##### RECORDS FOR THIS TASK
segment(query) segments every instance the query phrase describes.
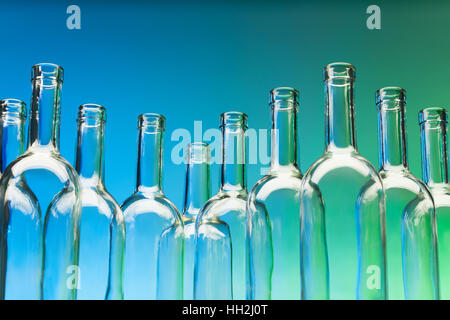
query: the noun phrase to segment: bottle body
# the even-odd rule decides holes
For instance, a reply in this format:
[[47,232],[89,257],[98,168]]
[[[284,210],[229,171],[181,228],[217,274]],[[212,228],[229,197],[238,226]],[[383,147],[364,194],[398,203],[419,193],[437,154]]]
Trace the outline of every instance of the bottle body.
[[79,182],[58,152],[62,69],[33,67],[29,145],[0,180],[1,296],[73,299]]
[[354,67],[325,68],[326,142],[303,177],[301,271],[304,299],[385,299],[384,194],[356,149]]
[[125,299],[183,298],[183,221],[161,190],[164,117],[139,118],[138,181],[122,204]]
[[194,299],[246,298],[245,130],[241,112],[221,115],[221,188],[195,224]]
[[271,91],[272,161],[248,201],[249,299],[300,299],[298,92]]

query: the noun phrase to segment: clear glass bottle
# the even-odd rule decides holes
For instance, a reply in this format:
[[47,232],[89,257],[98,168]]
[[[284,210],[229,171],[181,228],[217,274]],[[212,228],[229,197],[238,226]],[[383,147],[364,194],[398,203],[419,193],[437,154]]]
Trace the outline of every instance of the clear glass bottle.
[[440,298],[450,299],[450,186],[447,159],[447,111],[426,108],[419,112],[423,180],[433,195],[438,237]]
[[165,118],[138,118],[138,169],[135,192],[124,201],[125,299],[183,298],[183,221],[162,191]]
[[[221,186],[196,220],[194,299],[245,299],[247,115],[226,112],[222,130]],[[221,277],[218,281],[217,277]]]
[[301,298],[297,97],[293,88],[270,92],[270,169],[248,200],[249,299]]
[[211,197],[210,149],[204,142],[187,148],[186,186],[184,193],[184,299],[194,298],[195,219]]
[[406,92],[377,91],[379,170],[386,200],[388,298],[437,299],[434,205],[426,185],[411,174],[406,153]]
[[383,187],[356,147],[355,68],[329,64],[324,80],[326,148],[302,182],[302,297],[385,299]]
[[123,299],[125,223],[104,184],[106,110],[80,106],[76,170],[80,177],[81,222],[77,299]]
[[59,153],[62,82],[57,65],[32,68],[28,148],[0,180],[2,298],[75,297],[79,181]]
[[0,101],[0,175],[25,151],[25,102],[17,99]]

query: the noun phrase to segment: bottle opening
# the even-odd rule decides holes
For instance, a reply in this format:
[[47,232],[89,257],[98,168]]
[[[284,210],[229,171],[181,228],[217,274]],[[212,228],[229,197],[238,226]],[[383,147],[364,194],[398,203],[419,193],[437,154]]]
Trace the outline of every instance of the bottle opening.
[[298,106],[299,92],[290,87],[279,87],[270,91],[270,106],[275,109],[292,109]]
[[330,79],[354,80],[356,78],[356,69],[347,62],[334,62],[324,68],[323,77],[324,81]]
[[447,111],[440,107],[425,108],[419,112],[419,124],[427,121],[444,121],[447,123]]
[[64,69],[53,63],[38,63],[31,68],[31,81],[41,79],[62,83],[64,81]]
[[153,129],[153,131],[164,131],[166,118],[157,113],[143,113],[138,117],[138,128]]
[[186,160],[188,163],[209,163],[209,144],[205,142],[192,142],[188,144]]
[[385,87],[377,90],[376,104],[385,109],[395,109],[399,103],[406,104],[406,90],[400,87]]
[[220,115],[220,127],[240,126],[247,129],[247,115],[239,111],[229,111]]
[[0,116],[18,119],[27,118],[26,104],[19,99],[3,99],[0,100]]
[[99,104],[82,104],[78,108],[78,121],[106,122],[106,109]]

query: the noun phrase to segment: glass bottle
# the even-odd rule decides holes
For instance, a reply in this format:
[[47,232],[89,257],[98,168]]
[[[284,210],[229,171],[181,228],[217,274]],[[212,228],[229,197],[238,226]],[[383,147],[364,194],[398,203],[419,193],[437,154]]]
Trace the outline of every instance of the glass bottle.
[[325,67],[326,148],[306,172],[301,195],[304,299],[384,299],[384,195],[380,176],[357,151],[355,68]]
[[184,193],[184,299],[194,298],[195,219],[211,196],[210,150],[203,142],[187,148],[186,187]]
[[[221,186],[196,221],[194,299],[246,298],[245,131],[247,115],[226,112],[222,130]],[[219,277],[219,278],[218,278]]]
[[423,180],[436,208],[440,298],[450,299],[450,186],[447,159],[447,111],[426,108],[419,112]]
[[0,101],[0,175],[25,151],[25,102],[17,99]]
[[411,174],[406,153],[406,92],[377,91],[379,170],[386,201],[388,297],[436,299],[437,255],[434,205],[426,185]]
[[32,68],[28,148],[0,180],[1,298],[75,297],[79,181],[59,153],[62,82],[57,65]]
[[183,221],[162,191],[165,118],[138,118],[135,192],[122,204],[125,217],[125,299],[183,298]]
[[77,299],[123,299],[125,223],[104,184],[106,110],[80,106],[76,170],[80,177],[81,222]]
[[297,96],[293,88],[270,92],[270,169],[248,200],[249,299],[301,298]]

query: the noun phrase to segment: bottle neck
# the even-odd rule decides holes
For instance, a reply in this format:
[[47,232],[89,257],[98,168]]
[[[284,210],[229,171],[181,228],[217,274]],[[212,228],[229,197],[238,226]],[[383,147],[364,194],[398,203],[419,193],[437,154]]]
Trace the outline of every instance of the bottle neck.
[[444,121],[426,121],[420,125],[423,179],[430,187],[448,183],[447,127]]
[[353,79],[331,78],[326,81],[326,150],[356,150]]
[[190,162],[186,172],[183,214],[193,218],[211,196],[210,166],[207,162]]
[[24,152],[25,120],[4,115],[0,118],[0,175]]
[[297,168],[297,107],[272,108],[271,170]]
[[82,184],[103,184],[103,133],[102,121],[97,119],[79,121],[75,167]]
[[29,147],[58,151],[61,83],[51,79],[33,81]]
[[378,108],[380,162],[383,170],[406,169],[405,108],[395,101],[381,102]]
[[245,130],[241,125],[222,127],[221,191],[245,191]]
[[146,192],[162,190],[162,146],[162,130],[154,127],[139,129],[137,190]]

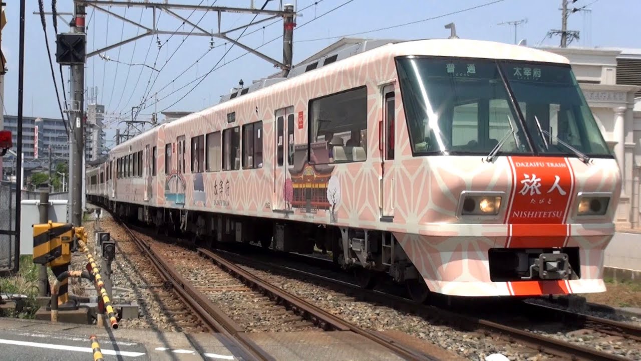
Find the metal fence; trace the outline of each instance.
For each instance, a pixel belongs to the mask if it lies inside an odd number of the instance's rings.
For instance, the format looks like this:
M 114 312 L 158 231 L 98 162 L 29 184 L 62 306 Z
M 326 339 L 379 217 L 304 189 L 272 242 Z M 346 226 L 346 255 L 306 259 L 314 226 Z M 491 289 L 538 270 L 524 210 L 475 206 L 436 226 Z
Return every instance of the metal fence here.
M 67 199 L 69 193 L 67 192 L 54 192 L 49 193 L 49 199 Z M 22 200 L 26 199 L 40 200 L 39 191 L 27 191 L 22 189 Z
M 13 269 L 15 236 L 15 183 L 0 182 L 0 272 Z

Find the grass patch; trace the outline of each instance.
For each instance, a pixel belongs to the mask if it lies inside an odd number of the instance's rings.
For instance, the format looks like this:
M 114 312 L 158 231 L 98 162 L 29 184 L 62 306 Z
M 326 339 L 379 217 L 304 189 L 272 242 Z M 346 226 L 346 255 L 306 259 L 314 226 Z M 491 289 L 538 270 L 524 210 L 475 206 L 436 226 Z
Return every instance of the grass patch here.
M 15 310 L 6 312 L 3 316 L 33 319 L 38 310 L 38 267 L 31 255 L 20 256 L 18 274 L 0 278 L 0 294 L 3 296 L 19 294 L 26 296 L 17 303 Z

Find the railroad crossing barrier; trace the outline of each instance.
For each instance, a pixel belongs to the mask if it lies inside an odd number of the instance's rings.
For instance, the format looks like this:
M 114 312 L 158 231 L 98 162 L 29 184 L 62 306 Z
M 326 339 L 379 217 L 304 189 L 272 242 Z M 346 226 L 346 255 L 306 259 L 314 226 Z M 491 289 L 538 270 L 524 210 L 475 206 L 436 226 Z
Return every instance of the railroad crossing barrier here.
M 77 229 L 71 224 L 51 221 L 33 225 L 33 263 L 51 267 L 56 278 L 60 281 L 55 302 L 58 310 L 78 310 L 76 303 L 69 300 L 67 277 L 60 278 L 71 264 L 73 236 Z M 51 307 L 53 307 L 53 303 Z
M 58 322 L 58 304 L 60 302 L 58 292 L 62 285 L 67 286 L 67 280 L 70 277 L 84 278 L 92 281 L 91 276 L 87 271 L 65 271 L 58 276 L 51 286 L 51 322 Z M 58 302 L 56 302 L 56 299 Z
M 103 351 L 100 350 L 100 344 L 98 343 L 98 337 L 96 335 L 89 337 L 91 341 L 91 349 L 94 351 L 94 361 L 104 361 L 103 358 Z
M 86 239 L 86 238 L 84 239 Z M 113 329 L 118 328 L 118 321 L 116 321 L 113 308 L 112 306 L 111 301 L 109 301 L 107 291 L 104 289 L 104 283 L 103 282 L 102 277 L 99 273 L 98 265 L 96 264 L 96 261 L 94 260 L 94 256 L 89 252 L 89 249 L 87 247 L 87 243 L 85 243 L 83 239 L 78 240 L 78 245 L 79 246 L 80 251 L 87 254 L 87 260 L 89 261 L 88 264 L 87 264 L 87 270 L 94 275 L 96 290 L 101 297 L 102 304 L 99 302 L 98 303 L 98 309 L 101 313 L 106 311 L 107 317 L 109 317 L 109 322 L 112 328 Z
M 74 242 L 76 241 L 76 242 Z M 78 304 L 69 299 L 68 281 L 69 277 L 87 278 L 92 281 L 98 292 L 98 326 L 102 326 L 102 314 L 106 313 L 112 328 L 118 328 L 113 308 L 104 288 L 98 266 L 87 247 L 87 233 L 83 227 L 71 224 L 47 223 L 33 225 L 33 263 L 48 266 L 56 276 L 51 286 L 51 302 L 47 308 L 51 311 L 51 321 L 58 321 L 60 310 L 76 310 Z M 69 271 L 71 253 L 76 245 L 87 255 L 87 271 Z

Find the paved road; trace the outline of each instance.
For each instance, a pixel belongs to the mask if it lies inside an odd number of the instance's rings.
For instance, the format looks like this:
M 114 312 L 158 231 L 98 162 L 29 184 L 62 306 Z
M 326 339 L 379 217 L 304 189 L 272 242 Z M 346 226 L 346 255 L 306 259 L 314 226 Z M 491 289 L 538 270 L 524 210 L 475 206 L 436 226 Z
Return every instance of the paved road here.
M 617 232 L 605 249 L 604 265 L 641 270 L 641 234 Z

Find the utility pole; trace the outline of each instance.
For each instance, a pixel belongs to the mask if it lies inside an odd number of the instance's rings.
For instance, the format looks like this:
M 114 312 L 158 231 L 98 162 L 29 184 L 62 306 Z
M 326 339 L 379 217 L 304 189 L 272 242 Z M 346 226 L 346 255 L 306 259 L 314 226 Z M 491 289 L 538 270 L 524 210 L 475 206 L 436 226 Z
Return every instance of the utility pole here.
M 577 2 L 578 0 L 572 0 L 572 3 Z M 561 48 L 567 48 L 567 45 L 572 42 L 572 40 L 575 39 L 579 39 L 579 31 L 576 30 L 567 30 L 567 18 L 570 16 L 570 13 L 574 13 L 576 12 L 581 11 L 581 9 L 585 8 L 585 6 L 582 6 L 579 8 L 574 8 L 571 10 L 568 10 L 567 8 L 568 0 L 562 0 L 562 8 L 561 8 L 561 30 L 552 30 L 547 31 L 547 37 L 551 38 L 552 35 L 561 35 Z
M 85 4 L 74 2 L 73 32 L 85 35 Z M 85 157 L 85 54 L 81 55 L 81 64 L 73 64 L 71 66 L 71 119 L 73 127 L 71 153 L 73 164 L 69 172 L 69 184 L 71 185 L 72 223 L 76 227 L 82 225 L 83 204 L 83 159 Z
M 294 22 L 294 5 L 287 4 L 285 6 L 285 14 L 283 16 L 283 77 L 287 78 L 289 71 L 292 69 L 292 53 L 294 46 L 294 27 L 296 23 Z
M 563 0 L 561 10 L 561 48 L 567 47 L 567 0 Z
M 497 25 L 513 25 L 514 26 L 514 44 L 517 44 L 517 26 L 520 25 L 521 24 L 524 24 L 528 22 L 528 19 L 523 19 L 521 20 L 517 20 L 515 21 L 506 21 L 504 22 L 499 22 Z

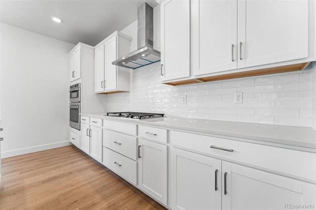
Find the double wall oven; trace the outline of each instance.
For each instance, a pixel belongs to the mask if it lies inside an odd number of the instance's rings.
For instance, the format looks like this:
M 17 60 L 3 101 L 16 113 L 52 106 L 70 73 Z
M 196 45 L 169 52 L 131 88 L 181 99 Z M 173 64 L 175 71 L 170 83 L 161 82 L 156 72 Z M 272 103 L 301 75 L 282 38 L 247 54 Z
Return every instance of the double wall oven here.
M 80 83 L 71 85 L 69 90 L 70 127 L 80 130 Z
##########
__TASK DIRECTIONS__.
Reproduce the lines from the line with "Find the grass" up to and including the line with "M 15 310 L 6", unchanged.

__COMPLETE ANSWER__.
Find the grass patch; trace the outline of each instance.
For each instance, a pixel belongs to the mask if it lies inside an odd number of the instance's rings.
For instance, the format looks like this:
M 114 312 L 158 231 L 98 162 L 29 184 L 62 306 Z
M 326 339 L 379 217 L 304 189 L 272 242 Z M 346 226 L 346 255 L 306 259 L 314 226 Z M 491 289 L 538 270 L 524 210 L 475 206 L 436 226 Z
Return every instance of the grass patch here.
M 15 310 L 6 312 L 3 316 L 33 319 L 38 310 L 38 267 L 31 255 L 20 256 L 18 274 L 0 278 L 0 294 L 3 296 L 19 294 L 26 296 L 17 303 Z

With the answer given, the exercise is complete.